= EXCERPT =
As the novel coronavirus first spread around the world in the spring of 2020, UMMS student Ann Wolski recalls talking with a colleague about an upcoming international fellowship she’d been planning through the Fogarty International Center.
“There was this question of whether COVID was going to impact my Fogarty fellowship. And I was dismissive: ‘No, that’s months from now!’” Wolski said. “But then as time went by it became clear that I was wrong.”
Wolski’s fellowship in Ghana was ultimately delayed, her time in-country shortened from a year to six months, and the focus of her project altered. But this March Wolski arrived in Ghana – a full eight months after originally planned — the first UMMS student to travel for a global health experience in more than a year.
“We had nearly resigned ourselves to the fact that Ann may spend her Fogarty year Zooming from Ann Arbor, but then a series of things began to fall into place,” said Associate Professor of Ob-Gyn and Learning Health Sciences Cheryl Moyer, Wolski’s U-M mentor on the Fogarty project.
The project
A fourth-year student, Wolski is spending six months at Kumasi’s Suntreso Government Hospital working alongside Ghanaian physician Ashura Bakari on a project that aims to help new mothers identify the signs of jaundice in newborns so treatment can begin early, reducing long-term complications and deaths. Bakari and Moyer are longtime collaborators.
“Ann was going to a place where I knew she would be in good hands and where my partners were excited to welcome her,” Moyer said.

= RAW DATA =
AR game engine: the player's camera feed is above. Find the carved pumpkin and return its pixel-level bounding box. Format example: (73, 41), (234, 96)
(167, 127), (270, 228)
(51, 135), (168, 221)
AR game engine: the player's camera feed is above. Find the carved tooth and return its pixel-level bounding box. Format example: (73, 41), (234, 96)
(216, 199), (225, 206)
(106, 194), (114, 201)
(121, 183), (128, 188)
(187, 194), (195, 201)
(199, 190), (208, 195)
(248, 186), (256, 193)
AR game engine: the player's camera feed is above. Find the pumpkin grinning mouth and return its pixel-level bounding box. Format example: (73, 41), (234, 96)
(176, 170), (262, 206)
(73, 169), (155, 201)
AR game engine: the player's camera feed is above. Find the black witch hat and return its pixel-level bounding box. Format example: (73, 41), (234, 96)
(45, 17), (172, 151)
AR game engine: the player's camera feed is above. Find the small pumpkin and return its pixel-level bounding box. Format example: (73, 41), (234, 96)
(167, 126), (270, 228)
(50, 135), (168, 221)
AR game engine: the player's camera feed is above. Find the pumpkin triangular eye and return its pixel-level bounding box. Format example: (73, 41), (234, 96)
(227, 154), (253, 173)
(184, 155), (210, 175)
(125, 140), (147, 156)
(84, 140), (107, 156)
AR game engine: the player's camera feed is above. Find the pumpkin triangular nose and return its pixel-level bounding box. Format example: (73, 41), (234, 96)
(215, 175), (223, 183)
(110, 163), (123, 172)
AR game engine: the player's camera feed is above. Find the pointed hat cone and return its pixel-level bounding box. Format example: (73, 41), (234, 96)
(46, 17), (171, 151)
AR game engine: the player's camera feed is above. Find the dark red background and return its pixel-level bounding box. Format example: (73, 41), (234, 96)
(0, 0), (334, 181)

= PROBLEMS AND TASKS =
**A)** Rewrite the passage about Ann Wolski from "As the novel" to "than a year.", changing "fellowship" to "program".
**B)** Answer these questions using the passage about Ann Wolski.
(i) To how long was Wolski's time in Ghana shortened?
(ii) At which hospital is she spending that time?
(iii) Who is her U-M mentor on the Fogarty project?

= TASK RESPONSES =
**A)**
As the novel coronavirus first spread around the world in the spring of 2020, UMMS student Ann Wolski recalls talking with a colleague about an upcoming international program she’d been planning through the Fogarty International Center.
“There was this question of whether COVID was going to impact my Fogarty program. And I was dismissive: ‘No, that’s months from now!’” Wolski said. “But then as time went by it became clear that I was wrong.”
Wolski’s program in Ghana was ultimately delayed, her time in-country shortened from a year to six months, and the focus of her project altered. But this March Wolski arrived in Ghana – a full eight months after originally planned — the first UMMS student to travel for a global health experience in more than a year.

**B)**
(i) Six months.
(ii) Suntreso Government Hospital in Kumasi.
(iii) Cheryl Moyer, Associate Professor of Ob-Gyn and Learning Health Sciences.